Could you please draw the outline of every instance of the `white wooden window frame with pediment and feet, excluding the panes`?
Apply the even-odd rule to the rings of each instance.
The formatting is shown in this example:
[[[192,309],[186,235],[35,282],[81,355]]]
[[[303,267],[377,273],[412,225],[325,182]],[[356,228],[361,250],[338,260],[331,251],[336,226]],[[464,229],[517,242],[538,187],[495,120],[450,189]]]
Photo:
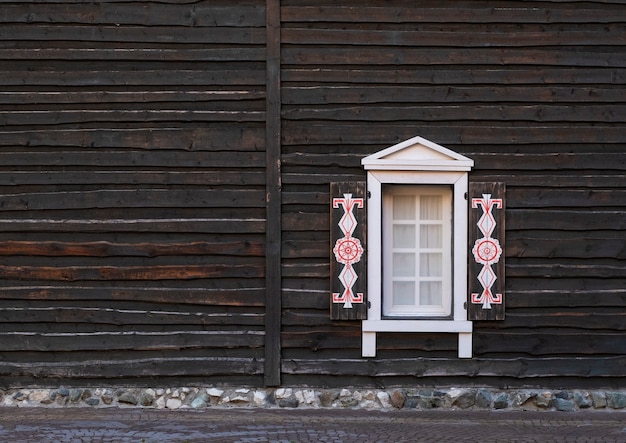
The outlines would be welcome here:
[[[431,152],[432,151],[432,152]],[[431,155],[432,154],[432,155]],[[414,137],[362,160],[367,170],[368,313],[362,322],[362,355],[376,356],[379,332],[458,334],[459,358],[472,357],[472,322],[467,320],[468,171],[473,161],[421,137]],[[383,316],[383,185],[452,187],[452,315],[445,319]]]

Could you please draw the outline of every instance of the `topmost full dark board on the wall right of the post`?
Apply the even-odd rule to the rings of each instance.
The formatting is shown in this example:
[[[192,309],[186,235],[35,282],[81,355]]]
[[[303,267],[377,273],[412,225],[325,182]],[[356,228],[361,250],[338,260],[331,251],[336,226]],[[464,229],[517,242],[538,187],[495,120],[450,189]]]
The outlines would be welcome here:
[[[447,5],[446,5],[447,6]],[[455,5],[456,6],[456,5]],[[415,8],[413,6],[284,6],[285,22],[339,23],[456,23],[459,15],[464,23],[612,23],[623,10],[618,5],[580,5],[558,8],[541,4],[536,8],[494,8],[490,2],[474,2],[471,7],[445,7],[444,4]]]

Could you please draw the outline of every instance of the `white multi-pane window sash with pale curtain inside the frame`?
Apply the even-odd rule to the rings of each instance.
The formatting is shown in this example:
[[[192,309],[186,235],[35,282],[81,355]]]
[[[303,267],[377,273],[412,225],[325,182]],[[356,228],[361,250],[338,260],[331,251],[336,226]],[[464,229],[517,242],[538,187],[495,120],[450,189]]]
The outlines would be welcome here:
[[[388,185],[382,194],[383,316],[450,316],[452,189]]]

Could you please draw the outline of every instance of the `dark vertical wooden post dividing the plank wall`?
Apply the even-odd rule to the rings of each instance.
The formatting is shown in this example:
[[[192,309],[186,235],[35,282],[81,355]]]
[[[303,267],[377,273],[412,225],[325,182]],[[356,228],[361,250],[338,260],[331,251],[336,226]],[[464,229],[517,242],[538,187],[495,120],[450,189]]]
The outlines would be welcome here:
[[[281,120],[280,0],[266,3],[266,250],[265,367],[266,386],[280,385],[281,362]]]

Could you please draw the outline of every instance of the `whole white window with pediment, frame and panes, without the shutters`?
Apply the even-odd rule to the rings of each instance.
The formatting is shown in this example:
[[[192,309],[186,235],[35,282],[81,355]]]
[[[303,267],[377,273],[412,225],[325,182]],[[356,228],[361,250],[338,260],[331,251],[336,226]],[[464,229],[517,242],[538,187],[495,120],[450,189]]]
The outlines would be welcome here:
[[[472,354],[467,320],[468,171],[473,161],[421,137],[366,157],[365,357],[378,332],[446,332]]]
--------------------------------------------------
# YOUR ASSIGNMENT
The listing above should be repeated word for word, pictures removed.

# COMPLETED TASK
Could you please draw the outline of every instance of the `white wooden window frame with pediment and feet, excluding the panes`?
Apply the even-odd rule to the rings of each instance.
The formatting is shown in this example:
[[[192,309],[186,235],[35,282],[81,355]]]
[[[303,267],[377,273],[412,225],[325,182]],[[356,228],[361,250],[338,260],[331,251],[336,226]],[[464,229],[517,242],[538,187],[495,120],[450,189]]]
Photo:
The outlines would be welcome here:
[[[431,152],[432,151],[432,152]],[[431,155],[432,154],[432,155]],[[414,137],[362,160],[367,170],[368,313],[362,322],[362,355],[376,356],[379,332],[458,334],[459,358],[472,357],[472,322],[467,320],[468,171],[473,161],[421,137]],[[383,316],[383,185],[452,187],[452,315],[445,319]]]

Could you please draw the outline of every instance of the `topmost full dark board on the wall right of the post`?
Apply the even-odd rule to the rings of each instance.
The formatting is shown in this example:
[[[192,309],[186,235],[35,282],[81,355]]]
[[[303,267],[377,273],[412,225],[325,182]],[[356,228],[361,250],[338,260],[331,251],[336,226]],[[464,229],[517,242],[538,187],[495,120],[450,189]]]
The outlines would be welcome here:
[[[447,5],[446,5],[447,6]],[[455,5],[456,6],[456,5]],[[415,8],[413,6],[284,6],[285,22],[339,23],[456,23],[459,15],[464,23],[612,23],[623,10],[618,5],[580,5],[558,8],[541,4],[536,8],[494,8],[490,2],[474,2],[471,7],[445,7],[444,4]]]

Could you please draw the outline of every instance of the `white multi-pane window sash with pale curtain inside the frame`?
Apply the even-odd rule to the rings of each instance.
The formatting is shown in this example:
[[[192,309],[186,235],[35,282],[81,355]]]
[[[303,267],[377,273],[412,225],[325,182]],[[356,228],[361,250],[338,260],[331,251],[336,226]],[[464,229],[517,242],[538,187],[495,120],[450,189]]]
The outlines would be welcome here:
[[[388,185],[382,194],[383,316],[450,316],[452,189]]]

Could you please draw the outline of every instance of the `dark vertical wooden post dividing the plank wall`?
Apply the even-odd rule to the rings of each instance.
The formatting is shown in this example:
[[[192,309],[186,235],[35,282],[81,355]]]
[[[303,267],[377,273],[412,225],[325,182]],[[356,228],[361,250],[338,260],[331,251],[336,226]],[[464,229],[517,242],[538,187],[495,120],[450,189]]]
The outlines would be welcome here:
[[[281,120],[280,0],[266,3],[266,250],[265,367],[266,386],[280,385],[281,362]]]

Could you please draw the outline of every instance of the `whole white window with pediment, frame and panes, without the shutters`?
Apply the even-odd rule to the rings of each instance.
The formatting is shown in this example:
[[[192,309],[186,235],[35,282],[81,355]]]
[[[303,267],[377,273],[412,225],[325,182]],[[356,228],[361,250],[338,260],[331,251],[336,226]],[[464,229],[517,242],[538,187],[495,120],[450,189]]]
The outlines would be welcome here:
[[[472,354],[467,320],[468,171],[473,161],[421,137],[366,157],[365,357],[378,332],[446,332]]]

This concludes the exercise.